▶ **Required task**:
Rescale the stretch of items from the line containing "One point goes on every instance of the square" through the line containing "x=1218 y=814", both included. Rewrite only those lines, requests as well, with each x and y coordinate in the answers multiplied by 1.1 and rounded to a whole number, halves rounded up.

▶ **Records provided**:
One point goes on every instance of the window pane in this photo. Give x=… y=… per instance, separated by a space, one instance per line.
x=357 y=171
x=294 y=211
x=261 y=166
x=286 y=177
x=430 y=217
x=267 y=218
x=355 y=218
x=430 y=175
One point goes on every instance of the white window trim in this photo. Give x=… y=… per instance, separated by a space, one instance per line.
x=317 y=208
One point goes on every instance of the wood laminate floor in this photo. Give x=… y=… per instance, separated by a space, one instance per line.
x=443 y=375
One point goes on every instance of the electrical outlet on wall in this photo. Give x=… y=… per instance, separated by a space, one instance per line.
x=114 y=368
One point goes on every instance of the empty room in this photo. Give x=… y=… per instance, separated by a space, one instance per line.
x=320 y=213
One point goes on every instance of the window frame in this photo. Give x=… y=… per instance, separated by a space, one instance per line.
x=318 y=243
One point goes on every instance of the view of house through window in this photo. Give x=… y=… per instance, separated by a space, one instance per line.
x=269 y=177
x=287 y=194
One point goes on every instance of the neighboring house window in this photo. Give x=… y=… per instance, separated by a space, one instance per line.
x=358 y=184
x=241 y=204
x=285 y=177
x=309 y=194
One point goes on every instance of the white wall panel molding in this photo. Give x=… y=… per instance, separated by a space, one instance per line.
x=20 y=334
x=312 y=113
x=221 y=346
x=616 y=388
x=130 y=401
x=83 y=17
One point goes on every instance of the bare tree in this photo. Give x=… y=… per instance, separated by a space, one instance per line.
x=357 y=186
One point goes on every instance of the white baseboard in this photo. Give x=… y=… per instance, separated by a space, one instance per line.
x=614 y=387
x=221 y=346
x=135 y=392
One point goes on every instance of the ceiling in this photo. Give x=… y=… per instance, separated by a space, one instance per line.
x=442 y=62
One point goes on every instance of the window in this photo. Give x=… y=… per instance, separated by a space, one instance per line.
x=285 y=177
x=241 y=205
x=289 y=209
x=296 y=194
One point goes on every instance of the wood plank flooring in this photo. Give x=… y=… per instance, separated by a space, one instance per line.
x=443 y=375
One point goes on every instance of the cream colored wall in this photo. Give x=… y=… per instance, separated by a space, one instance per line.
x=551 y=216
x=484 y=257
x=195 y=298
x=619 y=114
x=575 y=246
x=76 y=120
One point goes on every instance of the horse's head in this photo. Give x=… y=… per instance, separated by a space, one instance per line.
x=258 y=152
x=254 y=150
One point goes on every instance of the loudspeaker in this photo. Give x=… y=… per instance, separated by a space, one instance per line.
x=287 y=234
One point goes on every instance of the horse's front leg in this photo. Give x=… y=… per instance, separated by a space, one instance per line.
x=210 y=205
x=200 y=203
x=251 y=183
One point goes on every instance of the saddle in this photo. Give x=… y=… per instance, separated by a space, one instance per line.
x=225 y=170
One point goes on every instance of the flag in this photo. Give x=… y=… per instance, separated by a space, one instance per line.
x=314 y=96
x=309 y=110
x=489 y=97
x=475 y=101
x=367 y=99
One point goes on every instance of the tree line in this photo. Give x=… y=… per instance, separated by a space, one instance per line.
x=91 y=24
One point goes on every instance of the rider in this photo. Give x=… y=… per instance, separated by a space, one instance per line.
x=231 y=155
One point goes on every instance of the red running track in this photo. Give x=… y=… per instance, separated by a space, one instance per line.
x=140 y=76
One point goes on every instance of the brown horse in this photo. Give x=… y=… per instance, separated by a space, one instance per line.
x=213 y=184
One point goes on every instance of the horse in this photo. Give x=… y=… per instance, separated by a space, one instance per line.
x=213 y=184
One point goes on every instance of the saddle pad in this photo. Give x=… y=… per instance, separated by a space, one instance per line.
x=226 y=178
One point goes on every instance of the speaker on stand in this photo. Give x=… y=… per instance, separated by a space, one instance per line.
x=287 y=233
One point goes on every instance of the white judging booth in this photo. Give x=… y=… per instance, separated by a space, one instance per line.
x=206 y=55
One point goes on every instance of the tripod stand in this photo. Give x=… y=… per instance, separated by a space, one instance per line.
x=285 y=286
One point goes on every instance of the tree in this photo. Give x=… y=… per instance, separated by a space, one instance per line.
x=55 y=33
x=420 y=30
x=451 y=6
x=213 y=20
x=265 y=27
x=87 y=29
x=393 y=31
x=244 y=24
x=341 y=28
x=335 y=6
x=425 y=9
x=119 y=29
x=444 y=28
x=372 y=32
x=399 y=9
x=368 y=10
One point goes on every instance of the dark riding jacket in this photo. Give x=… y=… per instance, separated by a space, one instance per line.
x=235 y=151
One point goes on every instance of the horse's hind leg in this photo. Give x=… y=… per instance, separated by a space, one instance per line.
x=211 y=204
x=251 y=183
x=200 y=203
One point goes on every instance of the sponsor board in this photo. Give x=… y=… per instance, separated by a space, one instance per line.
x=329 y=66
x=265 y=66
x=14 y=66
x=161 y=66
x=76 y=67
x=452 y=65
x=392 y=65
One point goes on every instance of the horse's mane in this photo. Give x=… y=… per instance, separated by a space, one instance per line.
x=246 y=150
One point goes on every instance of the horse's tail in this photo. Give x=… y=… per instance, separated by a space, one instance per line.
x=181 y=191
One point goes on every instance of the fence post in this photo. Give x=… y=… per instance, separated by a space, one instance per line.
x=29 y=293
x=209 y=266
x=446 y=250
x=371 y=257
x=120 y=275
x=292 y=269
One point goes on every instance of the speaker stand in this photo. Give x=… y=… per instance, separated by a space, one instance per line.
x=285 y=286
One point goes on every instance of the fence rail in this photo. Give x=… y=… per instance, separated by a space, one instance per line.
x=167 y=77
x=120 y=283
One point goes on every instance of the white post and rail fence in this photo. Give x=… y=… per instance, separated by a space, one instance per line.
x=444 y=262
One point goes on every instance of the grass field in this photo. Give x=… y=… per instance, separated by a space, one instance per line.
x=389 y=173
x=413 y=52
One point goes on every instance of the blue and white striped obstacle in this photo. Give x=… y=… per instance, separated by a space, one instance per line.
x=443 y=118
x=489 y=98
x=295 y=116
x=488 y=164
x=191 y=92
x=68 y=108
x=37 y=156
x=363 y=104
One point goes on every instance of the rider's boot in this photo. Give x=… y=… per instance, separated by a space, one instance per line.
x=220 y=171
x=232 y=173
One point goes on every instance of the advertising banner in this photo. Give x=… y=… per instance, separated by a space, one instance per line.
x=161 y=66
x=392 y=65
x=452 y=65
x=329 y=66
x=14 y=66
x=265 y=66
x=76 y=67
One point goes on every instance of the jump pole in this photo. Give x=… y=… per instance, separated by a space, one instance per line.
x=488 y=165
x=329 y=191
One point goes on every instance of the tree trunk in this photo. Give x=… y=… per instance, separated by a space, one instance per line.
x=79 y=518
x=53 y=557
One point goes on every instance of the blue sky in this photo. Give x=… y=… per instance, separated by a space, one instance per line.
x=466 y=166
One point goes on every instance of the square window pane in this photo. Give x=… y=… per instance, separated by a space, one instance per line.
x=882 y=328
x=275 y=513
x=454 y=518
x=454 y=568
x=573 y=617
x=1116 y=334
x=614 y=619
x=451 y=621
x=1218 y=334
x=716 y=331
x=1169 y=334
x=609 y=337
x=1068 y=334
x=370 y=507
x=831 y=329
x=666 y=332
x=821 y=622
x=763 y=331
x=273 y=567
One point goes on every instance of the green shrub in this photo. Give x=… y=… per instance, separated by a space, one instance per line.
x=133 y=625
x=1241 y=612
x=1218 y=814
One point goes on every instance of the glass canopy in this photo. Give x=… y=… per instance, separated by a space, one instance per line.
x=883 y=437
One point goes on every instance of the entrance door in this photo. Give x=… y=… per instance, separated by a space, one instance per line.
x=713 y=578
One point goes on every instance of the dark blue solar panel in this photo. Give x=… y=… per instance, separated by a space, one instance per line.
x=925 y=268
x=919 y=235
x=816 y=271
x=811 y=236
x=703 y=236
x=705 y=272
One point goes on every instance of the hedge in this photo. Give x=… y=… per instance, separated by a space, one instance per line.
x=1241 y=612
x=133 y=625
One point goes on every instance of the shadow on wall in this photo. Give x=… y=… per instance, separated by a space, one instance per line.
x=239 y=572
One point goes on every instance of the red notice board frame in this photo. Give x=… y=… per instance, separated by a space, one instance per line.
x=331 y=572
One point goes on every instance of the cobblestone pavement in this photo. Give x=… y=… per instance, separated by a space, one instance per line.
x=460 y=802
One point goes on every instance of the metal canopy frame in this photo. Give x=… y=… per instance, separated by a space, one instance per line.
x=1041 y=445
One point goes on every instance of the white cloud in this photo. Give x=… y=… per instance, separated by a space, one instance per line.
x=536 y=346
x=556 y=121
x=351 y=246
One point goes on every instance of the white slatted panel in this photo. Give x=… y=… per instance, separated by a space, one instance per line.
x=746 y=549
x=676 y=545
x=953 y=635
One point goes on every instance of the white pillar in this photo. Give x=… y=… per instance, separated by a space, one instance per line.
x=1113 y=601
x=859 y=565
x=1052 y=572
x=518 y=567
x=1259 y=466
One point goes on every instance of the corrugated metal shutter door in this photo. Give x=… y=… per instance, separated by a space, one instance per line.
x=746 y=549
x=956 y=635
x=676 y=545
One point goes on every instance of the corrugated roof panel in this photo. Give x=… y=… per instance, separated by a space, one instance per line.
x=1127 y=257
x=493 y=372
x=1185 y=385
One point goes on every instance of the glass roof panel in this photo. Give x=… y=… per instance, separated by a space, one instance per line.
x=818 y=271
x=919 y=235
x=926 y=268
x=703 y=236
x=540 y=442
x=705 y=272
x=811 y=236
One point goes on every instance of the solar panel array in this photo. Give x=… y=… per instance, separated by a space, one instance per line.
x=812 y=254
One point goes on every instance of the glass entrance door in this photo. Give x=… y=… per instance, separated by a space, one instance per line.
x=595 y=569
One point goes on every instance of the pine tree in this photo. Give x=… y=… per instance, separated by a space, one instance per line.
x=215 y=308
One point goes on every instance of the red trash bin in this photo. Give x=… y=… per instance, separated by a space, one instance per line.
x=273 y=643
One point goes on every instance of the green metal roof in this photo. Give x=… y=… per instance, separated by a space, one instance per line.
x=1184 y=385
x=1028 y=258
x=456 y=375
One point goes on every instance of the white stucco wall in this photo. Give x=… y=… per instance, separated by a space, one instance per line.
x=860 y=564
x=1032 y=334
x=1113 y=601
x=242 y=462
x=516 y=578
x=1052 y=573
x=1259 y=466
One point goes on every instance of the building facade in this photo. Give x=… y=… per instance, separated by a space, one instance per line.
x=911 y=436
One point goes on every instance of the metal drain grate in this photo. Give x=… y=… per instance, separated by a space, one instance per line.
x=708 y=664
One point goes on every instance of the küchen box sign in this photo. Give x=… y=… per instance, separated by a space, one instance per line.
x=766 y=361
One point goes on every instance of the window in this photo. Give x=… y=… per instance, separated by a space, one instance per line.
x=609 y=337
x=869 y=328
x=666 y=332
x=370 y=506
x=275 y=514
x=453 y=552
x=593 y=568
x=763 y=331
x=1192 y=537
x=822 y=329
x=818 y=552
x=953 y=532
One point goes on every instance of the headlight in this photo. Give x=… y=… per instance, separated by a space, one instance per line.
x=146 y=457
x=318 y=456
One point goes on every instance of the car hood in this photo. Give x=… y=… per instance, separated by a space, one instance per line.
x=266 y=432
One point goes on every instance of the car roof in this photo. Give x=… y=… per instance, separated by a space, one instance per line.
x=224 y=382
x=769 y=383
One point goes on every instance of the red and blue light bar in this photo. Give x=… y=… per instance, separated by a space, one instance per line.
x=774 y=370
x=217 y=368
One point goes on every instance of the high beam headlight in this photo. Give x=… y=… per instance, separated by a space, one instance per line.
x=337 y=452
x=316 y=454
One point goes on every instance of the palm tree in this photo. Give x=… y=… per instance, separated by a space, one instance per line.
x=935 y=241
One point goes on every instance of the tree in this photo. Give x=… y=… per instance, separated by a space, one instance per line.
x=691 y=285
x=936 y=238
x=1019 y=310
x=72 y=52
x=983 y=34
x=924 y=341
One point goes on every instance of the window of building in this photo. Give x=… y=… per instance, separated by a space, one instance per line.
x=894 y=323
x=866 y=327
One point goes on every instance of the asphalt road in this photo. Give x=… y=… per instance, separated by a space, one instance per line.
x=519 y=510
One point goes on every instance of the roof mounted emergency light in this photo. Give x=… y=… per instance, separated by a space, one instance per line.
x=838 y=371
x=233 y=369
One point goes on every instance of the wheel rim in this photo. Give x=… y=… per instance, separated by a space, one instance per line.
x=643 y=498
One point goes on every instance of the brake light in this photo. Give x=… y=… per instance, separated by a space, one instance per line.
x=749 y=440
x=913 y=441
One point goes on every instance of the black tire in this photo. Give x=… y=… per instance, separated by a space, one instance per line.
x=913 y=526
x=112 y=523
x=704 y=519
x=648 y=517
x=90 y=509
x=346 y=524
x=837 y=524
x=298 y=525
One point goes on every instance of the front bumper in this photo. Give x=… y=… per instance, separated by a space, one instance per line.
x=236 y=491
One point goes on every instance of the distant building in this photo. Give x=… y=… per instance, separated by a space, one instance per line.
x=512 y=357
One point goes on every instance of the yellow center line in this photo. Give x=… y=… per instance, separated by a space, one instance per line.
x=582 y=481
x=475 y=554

▶ **Exercise solution**:
One point goes on every instance of the square window pane in this photo. Give x=… y=… per instance, separated by a space, one instance per line.
x=970 y=361
x=303 y=564
x=499 y=570
x=499 y=625
x=630 y=679
x=1228 y=367
x=675 y=681
x=496 y=683
x=1340 y=367
x=788 y=364
x=1286 y=367
x=670 y=371
x=1175 y=367
x=407 y=558
x=914 y=362
x=733 y=365
x=903 y=684
x=839 y=364
x=300 y=624
One point goes on every instance of the green shrub in this photo. Give x=… y=… per instance, separated by a space, one instance per line.
x=146 y=688
x=1365 y=673
x=1340 y=895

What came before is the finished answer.